[Begin]

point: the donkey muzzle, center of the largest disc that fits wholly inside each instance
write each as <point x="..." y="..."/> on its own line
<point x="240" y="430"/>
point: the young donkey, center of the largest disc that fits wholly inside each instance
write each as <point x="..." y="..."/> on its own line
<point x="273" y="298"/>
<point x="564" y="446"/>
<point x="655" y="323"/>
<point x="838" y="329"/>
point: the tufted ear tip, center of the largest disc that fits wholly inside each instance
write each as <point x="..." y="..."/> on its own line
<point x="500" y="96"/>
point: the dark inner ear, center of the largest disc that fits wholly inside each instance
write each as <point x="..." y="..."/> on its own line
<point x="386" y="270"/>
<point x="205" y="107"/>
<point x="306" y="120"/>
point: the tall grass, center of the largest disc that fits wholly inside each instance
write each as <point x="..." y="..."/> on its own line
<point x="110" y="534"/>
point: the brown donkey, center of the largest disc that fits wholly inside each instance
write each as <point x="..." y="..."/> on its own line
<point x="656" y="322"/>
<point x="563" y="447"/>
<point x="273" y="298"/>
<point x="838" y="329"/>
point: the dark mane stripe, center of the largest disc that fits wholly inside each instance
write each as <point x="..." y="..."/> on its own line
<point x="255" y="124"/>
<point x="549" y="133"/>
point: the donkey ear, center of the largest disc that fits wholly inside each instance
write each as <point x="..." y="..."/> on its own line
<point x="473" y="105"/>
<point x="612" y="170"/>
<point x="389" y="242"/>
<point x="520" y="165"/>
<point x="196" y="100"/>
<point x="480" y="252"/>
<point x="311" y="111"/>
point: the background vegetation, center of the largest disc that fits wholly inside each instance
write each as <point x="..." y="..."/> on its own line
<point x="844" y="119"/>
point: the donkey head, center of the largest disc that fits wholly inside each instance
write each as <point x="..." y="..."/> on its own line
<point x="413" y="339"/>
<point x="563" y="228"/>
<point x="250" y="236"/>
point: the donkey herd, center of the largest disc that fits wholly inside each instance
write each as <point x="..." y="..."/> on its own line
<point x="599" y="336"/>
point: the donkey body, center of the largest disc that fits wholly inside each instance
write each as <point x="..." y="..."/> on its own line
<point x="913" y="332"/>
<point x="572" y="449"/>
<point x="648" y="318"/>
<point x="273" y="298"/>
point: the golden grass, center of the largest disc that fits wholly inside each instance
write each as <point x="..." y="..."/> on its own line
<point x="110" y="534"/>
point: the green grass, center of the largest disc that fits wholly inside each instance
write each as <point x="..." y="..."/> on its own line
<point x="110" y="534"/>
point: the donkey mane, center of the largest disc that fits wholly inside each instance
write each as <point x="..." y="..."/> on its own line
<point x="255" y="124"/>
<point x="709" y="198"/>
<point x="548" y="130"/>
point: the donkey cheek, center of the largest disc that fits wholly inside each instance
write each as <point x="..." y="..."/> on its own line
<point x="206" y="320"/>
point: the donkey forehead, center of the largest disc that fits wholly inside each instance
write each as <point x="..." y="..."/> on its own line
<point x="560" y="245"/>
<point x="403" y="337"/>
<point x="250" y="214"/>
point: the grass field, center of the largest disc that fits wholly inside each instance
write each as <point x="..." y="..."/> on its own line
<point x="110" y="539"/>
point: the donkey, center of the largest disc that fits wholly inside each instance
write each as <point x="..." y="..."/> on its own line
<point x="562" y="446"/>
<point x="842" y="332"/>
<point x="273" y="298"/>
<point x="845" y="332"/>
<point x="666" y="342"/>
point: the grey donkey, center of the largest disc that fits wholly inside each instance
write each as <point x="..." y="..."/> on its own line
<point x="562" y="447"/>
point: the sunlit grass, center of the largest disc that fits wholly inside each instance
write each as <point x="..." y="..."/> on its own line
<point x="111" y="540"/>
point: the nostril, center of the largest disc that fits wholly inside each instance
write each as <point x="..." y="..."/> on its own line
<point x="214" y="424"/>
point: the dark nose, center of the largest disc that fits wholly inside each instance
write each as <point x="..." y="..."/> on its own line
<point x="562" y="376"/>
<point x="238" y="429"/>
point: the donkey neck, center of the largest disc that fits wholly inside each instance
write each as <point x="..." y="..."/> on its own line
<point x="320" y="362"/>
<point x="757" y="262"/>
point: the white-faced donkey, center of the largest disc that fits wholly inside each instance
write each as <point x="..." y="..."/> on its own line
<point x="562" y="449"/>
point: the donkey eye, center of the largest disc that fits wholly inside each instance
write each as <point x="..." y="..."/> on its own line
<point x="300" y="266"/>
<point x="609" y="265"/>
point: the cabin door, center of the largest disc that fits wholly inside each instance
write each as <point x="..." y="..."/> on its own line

[End]

* **WRITTEN EXERCISE**
Rewrite every line of the records above, swapping "largest disc" for "biggest circle" wherever it appears and leaving everything else as it is.

* **RESPONSE TO THE TASK**
point: the donkey muzzle, center of the biggest circle that fits wholly inside each instance
write each as <point x="..." y="..."/> on its own line
<point x="240" y="430"/>
point: the young donkey, center of the biggest circle that fits wholly inside each instance
write each as <point x="..." y="..."/> on its own line
<point x="273" y="298"/>
<point x="564" y="446"/>
<point x="655" y="323"/>
<point x="838" y="329"/>
point: the tufted ear tip, center of the biggest circle that fits wholly inside each instance
write each as <point x="..." y="..."/> on its own line
<point x="500" y="96"/>
point: the dark inner ear, center of the biggest circle that fits wholly inside each instance
write each as <point x="..." y="..."/> on its own line
<point x="386" y="270"/>
<point x="205" y="107"/>
<point x="306" y="120"/>
point: the tall grass, center of the biggest circle that fits wholly inside each instance
write each as <point x="..." y="..."/> on its own line
<point x="110" y="534"/>
point: the brown donkey, center of the biggest circle that fits wholly inside each instance
write each as <point x="..." y="..."/> on its own line
<point x="656" y="322"/>
<point x="563" y="447"/>
<point x="273" y="298"/>
<point x="838" y="329"/>
point: the dark mane stripe, center of the biggest circle that fits wholly inside each instance
write each as <point x="..." y="..."/> on its own line
<point x="255" y="124"/>
<point x="549" y="133"/>
point: the donkey ear, center of the biggest circle that fits wholly inside each instance
write each as <point x="..." y="..."/> on its own line
<point x="473" y="105"/>
<point x="612" y="170"/>
<point x="389" y="242"/>
<point x="520" y="165"/>
<point x="196" y="100"/>
<point x="480" y="252"/>
<point x="311" y="111"/>
point: the background vegetation, center of the biggest circle that fits wholly inside each instance
write each as <point x="..." y="..."/> on its own line
<point x="844" y="119"/>
point: the donkey head, center of the biggest circle that fits wholly inside each instance
write each as <point x="..." y="..."/> on its own line
<point x="413" y="339"/>
<point x="563" y="228"/>
<point x="250" y="236"/>
point: the donkey herd, center of the biggest circle that fits wholly inside each instance
write each as <point x="..." y="..."/> on its own line
<point x="599" y="336"/>
point: the donkey body, center of the biggest circle that fits wholly inside each instance
write each as <point x="..." y="..."/> on its own line
<point x="913" y="332"/>
<point x="572" y="449"/>
<point x="648" y="318"/>
<point x="273" y="298"/>
point: the golden grass, center of the biggest circle that fits wholly inside each instance
write each as <point x="..." y="..."/> on its own line
<point x="110" y="534"/>
point: the green grass, center of the biggest circle that fits wholly inside each instance
write each as <point x="..." y="..."/> on its own line
<point x="110" y="534"/>
point: the donkey mane, center of the biggest circle that fits wholly inside each instance
write each as <point x="..." y="..."/> on its own line
<point x="255" y="124"/>
<point x="709" y="198"/>
<point x="548" y="130"/>
point: the donkey cheek, center of the biggest circle that fits wholly inside each instance
write each as <point x="..." y="..."/> on its own line
<point x="206" y="320"/>
point: the donkey forehead, center of the biggest circle that fits wholly inside each instance
write each as <point x="..." y="..."/> on its own line
<point x="560" y="245"/>
<point x="403" y="337"/>
<point x="250" y="214"/>
point: the grass field, center of the biggest circle that fits wholly inside each instance
write each as <point x="..." y="..."/> on its own line
<point x="110" y="539"/>
point: the donkey, center of the biggest circle that fits wholly inside each instance
write each as <point x="..." y="..."/> on its own line
<point x="562" y="446"/>
<point x="842" y="332"/>
<point x="273" y="298"/>
<point x="845" y="332"/>
<point x="666" y="342"/>
point: the grey donkey, center of the biggest circle that fits wholly inside each instance
write each as <point x="..." y="..."/> on its own line
<point x="562" y="447"/>
point: the sunlit grass, center of the biggest circle that fits wholly inside each instance
write each as <point x="..." y="..."/> on its own line
<point x="111" y="540"/>
point: the nostril, center of the biggest circle that fits wholly inside each instance
write each as <point x="..." y="..."/> on its own line
<point x="214" y="424"/>
point: the dark nose, center of the biggest circle that fits wholly inside each instance
write each as <point x="..." y="..."/> on its own line
<point x="562" y="376"/>
<point x="238" y="429"/>
point: the donkey neck, center of the biggest circle that fits wholly inside each instance
write each as <point x="..." y="..."/> on its own line
<point x="320" y="362"/>
<point x="757" y="262"/>
point: the white-faced donkey, center of the biggest circle that fits wholly inside each instance
write each as <point x="..." y="..."/> on its own line
<point x="562" y="449"/>
point: the donkey eye, center of the biggest circle that fits wholly inside each instance
write each as <point x="..." y="..."/> on its own line
<point x="300" y="266"/>
<point x="609" y="265"/>
point: the cabin door, center of the biggest circle that fits wholly inside each instance
write each as <point x="..." y="..."/> on its own line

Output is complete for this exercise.